- Exercise task:
Return each line of the items that contains the word "bottom".

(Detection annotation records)
<<<<

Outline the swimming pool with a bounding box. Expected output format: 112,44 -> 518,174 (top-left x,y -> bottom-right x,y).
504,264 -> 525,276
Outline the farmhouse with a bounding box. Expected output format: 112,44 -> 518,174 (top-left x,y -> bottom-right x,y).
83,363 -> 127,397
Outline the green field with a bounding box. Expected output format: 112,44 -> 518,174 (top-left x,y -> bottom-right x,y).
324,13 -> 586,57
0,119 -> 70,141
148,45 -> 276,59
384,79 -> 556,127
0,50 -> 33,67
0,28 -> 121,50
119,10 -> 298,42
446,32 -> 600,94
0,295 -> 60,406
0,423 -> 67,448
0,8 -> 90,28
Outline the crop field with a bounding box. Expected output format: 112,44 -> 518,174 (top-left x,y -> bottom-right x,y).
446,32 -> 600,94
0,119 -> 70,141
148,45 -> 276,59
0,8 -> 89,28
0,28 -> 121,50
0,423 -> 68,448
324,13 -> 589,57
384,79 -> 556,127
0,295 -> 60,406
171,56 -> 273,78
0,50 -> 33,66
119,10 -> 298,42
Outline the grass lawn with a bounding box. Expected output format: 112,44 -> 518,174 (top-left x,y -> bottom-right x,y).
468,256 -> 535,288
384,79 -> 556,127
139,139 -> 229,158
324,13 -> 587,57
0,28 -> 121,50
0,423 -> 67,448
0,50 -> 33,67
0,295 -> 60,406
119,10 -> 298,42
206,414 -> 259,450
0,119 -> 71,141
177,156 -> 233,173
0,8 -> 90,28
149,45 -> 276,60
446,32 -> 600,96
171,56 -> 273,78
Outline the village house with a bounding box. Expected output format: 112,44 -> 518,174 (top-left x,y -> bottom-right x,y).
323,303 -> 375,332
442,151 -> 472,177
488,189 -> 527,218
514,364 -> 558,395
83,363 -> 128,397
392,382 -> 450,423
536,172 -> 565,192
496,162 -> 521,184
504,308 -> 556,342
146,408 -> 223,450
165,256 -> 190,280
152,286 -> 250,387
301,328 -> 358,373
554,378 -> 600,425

>>>>

- Solved problem:
Outline the swimming pool with a bounding box. Expected output format: 112,44 -> 518,174 (top-left x,y -> bottom-right x,y).
Outline the farmhouse with a bounding box. Expected output format: 112,44 -> 518,174 (top-left x,y -> bottom-right x,y).
Outline the green field with a bounding box. Expected output format: 112,44 -> 518,174 (top-left x,y -> bottom-right x,y).
Outline the crop field with a bounding box. Expected output format: 112,44 -> 518,174 (top-left x,y -> bottom-right x,y).
Outline the grass lawn with a bounding box. Expected output format: 112,44 -> 518,174 (top-left x,y -> bottom-right x,y).
Outline the village house with a bounding box. Expected output format: 112,44 -> 518,174 (top-left x,y -> bottom-right x,y).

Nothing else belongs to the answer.